Exercise instructions: Only lines that contain the word "background" belong in the answer; copy them from the records below.

Data supplied:
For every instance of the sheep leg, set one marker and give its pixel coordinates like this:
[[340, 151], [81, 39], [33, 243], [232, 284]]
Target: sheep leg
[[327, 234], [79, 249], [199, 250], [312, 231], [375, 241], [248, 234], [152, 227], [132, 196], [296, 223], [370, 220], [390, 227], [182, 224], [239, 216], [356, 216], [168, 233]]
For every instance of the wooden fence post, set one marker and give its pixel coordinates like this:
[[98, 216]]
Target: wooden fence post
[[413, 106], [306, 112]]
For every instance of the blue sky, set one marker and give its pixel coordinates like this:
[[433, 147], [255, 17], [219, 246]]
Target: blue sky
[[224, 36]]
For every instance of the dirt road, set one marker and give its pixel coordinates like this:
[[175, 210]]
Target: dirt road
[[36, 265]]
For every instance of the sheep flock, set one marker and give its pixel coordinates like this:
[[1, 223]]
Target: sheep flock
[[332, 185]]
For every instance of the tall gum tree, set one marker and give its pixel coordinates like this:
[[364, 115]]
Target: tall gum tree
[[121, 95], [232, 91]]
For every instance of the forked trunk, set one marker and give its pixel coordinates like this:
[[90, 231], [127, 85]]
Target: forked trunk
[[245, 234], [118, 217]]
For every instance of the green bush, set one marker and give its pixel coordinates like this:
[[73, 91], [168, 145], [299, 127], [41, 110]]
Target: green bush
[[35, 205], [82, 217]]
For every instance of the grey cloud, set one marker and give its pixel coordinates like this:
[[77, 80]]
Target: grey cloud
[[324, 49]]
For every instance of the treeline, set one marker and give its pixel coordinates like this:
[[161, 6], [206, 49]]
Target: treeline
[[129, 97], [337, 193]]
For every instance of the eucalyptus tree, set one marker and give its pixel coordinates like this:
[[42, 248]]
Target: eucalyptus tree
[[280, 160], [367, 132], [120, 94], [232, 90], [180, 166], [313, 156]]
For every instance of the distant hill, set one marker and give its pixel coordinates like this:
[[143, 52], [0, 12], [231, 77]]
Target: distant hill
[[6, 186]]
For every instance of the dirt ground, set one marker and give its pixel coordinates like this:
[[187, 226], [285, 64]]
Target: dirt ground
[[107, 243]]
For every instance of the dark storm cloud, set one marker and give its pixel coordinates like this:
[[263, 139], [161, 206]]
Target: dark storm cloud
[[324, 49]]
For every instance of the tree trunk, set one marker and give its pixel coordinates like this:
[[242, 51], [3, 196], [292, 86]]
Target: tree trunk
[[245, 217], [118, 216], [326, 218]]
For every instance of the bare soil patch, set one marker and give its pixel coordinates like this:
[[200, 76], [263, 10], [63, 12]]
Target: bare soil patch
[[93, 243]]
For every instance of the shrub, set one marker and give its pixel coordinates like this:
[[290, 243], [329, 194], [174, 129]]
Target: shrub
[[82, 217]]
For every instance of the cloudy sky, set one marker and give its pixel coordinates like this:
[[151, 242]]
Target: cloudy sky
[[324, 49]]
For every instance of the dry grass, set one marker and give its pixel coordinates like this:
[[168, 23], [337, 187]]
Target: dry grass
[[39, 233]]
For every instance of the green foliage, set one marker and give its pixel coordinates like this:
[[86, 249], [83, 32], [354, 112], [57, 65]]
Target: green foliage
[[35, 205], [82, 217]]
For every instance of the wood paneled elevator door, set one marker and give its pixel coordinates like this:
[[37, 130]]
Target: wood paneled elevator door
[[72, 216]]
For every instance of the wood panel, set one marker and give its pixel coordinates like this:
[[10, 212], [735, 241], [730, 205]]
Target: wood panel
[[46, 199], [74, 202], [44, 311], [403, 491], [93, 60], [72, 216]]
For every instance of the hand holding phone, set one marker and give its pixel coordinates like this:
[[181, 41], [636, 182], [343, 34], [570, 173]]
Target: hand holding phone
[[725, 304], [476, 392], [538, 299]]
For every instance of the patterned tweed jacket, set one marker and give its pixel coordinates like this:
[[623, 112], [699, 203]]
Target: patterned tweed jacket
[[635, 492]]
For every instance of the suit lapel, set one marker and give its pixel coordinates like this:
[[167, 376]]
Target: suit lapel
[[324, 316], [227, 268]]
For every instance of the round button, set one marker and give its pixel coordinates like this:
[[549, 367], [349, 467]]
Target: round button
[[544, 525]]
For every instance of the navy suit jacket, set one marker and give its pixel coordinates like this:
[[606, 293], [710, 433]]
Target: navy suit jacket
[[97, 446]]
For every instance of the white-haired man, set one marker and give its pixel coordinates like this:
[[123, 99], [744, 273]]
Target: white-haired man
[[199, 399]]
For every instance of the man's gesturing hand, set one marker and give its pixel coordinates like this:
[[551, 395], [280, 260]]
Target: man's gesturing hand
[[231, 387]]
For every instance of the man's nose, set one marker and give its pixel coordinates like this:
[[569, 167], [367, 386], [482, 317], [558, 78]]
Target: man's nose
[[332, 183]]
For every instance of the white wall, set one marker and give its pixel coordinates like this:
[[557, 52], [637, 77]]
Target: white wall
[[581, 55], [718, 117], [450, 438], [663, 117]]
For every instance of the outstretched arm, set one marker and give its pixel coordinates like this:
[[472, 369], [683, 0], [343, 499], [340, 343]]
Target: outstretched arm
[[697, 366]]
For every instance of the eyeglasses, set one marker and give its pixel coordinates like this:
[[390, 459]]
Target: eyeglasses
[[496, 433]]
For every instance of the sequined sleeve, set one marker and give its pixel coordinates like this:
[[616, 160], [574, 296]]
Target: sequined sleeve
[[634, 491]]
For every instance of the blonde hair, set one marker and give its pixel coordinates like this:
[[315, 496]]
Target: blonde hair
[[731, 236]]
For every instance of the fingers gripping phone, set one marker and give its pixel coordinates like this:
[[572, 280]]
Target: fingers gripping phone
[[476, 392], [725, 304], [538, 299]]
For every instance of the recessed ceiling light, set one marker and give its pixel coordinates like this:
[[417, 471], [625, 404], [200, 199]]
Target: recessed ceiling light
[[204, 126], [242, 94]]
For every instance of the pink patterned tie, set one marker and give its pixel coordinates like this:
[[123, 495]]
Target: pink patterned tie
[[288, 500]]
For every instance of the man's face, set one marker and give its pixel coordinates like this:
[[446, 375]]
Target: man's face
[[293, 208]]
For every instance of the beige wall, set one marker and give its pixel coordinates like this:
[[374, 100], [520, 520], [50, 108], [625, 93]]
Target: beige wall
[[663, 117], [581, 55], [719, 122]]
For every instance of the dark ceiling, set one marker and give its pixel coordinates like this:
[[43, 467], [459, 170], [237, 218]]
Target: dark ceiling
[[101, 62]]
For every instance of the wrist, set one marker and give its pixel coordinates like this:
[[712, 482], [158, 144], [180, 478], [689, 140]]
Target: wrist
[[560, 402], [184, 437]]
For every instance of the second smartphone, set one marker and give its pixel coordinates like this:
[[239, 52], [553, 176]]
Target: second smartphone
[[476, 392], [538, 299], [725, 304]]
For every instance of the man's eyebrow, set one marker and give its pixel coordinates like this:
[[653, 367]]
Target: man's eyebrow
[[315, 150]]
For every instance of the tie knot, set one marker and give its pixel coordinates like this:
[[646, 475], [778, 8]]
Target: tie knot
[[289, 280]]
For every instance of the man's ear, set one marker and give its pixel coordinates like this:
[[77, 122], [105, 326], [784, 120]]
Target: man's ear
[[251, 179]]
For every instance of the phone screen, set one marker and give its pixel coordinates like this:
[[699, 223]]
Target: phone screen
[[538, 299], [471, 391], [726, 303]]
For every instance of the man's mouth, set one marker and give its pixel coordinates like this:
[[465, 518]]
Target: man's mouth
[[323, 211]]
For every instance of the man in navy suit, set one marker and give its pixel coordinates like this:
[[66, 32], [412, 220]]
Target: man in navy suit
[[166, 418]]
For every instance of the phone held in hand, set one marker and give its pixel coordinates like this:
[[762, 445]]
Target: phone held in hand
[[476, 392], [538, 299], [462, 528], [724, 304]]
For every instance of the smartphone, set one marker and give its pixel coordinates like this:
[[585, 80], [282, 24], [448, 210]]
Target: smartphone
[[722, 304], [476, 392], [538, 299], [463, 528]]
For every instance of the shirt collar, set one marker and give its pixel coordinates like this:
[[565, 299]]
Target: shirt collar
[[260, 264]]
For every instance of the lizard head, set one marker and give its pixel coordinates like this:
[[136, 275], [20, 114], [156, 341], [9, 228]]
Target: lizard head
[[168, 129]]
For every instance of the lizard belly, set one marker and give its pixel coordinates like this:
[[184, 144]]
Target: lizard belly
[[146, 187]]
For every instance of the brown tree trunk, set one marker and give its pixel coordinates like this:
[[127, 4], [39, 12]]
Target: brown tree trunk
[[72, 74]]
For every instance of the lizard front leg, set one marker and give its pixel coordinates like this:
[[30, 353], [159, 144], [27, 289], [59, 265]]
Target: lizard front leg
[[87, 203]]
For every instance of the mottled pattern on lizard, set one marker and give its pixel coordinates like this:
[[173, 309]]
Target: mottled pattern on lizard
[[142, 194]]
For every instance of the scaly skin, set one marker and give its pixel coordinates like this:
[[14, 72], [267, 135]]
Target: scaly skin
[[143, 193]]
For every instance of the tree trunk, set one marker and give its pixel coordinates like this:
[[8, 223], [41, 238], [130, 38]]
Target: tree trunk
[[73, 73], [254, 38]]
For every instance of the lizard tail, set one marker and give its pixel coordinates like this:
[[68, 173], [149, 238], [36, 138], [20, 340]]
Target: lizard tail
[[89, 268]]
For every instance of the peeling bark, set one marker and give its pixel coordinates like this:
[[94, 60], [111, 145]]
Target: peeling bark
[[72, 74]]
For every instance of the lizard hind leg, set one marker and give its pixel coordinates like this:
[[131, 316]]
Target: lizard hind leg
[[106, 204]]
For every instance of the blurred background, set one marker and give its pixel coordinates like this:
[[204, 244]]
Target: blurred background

Exercise answer:
For every instance of the blurred background, set one marker and give its pixel coordinates like this:
Target: blurred background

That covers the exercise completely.